TO BE DONE —
Edit the lines of the records from the line containing "holding italian flag." through the line containing "in blue jacket.", replacing "metal fence" with "iron fence" and leaving everything else unchanged. Reproduce only those lines.

## Start INFORMATION SUPPLIED

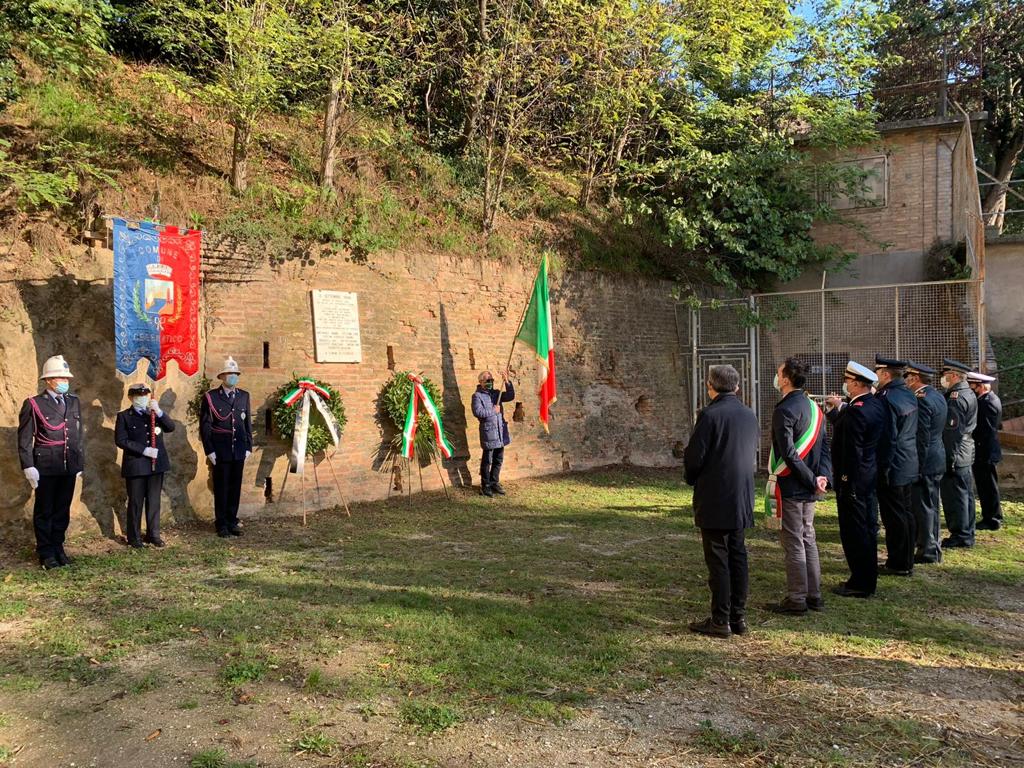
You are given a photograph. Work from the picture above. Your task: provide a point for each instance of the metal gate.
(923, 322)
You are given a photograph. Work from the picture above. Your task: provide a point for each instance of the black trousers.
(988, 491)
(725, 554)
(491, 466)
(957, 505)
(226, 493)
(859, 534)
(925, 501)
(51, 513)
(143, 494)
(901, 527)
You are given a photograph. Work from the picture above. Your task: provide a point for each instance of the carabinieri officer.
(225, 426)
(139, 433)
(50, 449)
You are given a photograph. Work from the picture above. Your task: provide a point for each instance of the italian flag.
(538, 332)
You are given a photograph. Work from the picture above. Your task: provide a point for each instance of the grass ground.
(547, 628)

## End INFORMATION SUPPLIED
## Start INFORMATION SUPPLIED

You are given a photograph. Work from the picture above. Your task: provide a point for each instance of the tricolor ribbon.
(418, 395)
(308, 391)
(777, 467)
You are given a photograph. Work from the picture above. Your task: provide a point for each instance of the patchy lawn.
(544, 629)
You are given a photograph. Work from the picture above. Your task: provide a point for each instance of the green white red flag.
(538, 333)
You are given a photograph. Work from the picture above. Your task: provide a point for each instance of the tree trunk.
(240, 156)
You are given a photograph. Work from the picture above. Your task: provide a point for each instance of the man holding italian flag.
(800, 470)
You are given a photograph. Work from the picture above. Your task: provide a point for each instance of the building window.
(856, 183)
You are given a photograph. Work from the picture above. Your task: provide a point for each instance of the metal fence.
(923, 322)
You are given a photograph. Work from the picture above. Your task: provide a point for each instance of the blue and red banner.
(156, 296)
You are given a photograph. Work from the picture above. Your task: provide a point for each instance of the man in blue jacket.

## End INFORMATION SUPPLIED

SOLUTION —
You are given a photograph. Work from the picture above. Your task: provide a point for each instance of the man holding italian flag.
(800, 470)
You are given a photograph. Work from the picture above. Your task: provide a point for each instance of the building window.
(856, 183)
You are given a photograph. Work from the picture above. Your task: provide a point for each instance of the iron fence.
(923, 322)
You are given a photograph. Work from the picture above. Your task: provide a point for each instance of the blue and red banner.
(156, 296)
You are given a photograph. Work from the picture above. Your task: provide a point for each instance of the man in blue jacket.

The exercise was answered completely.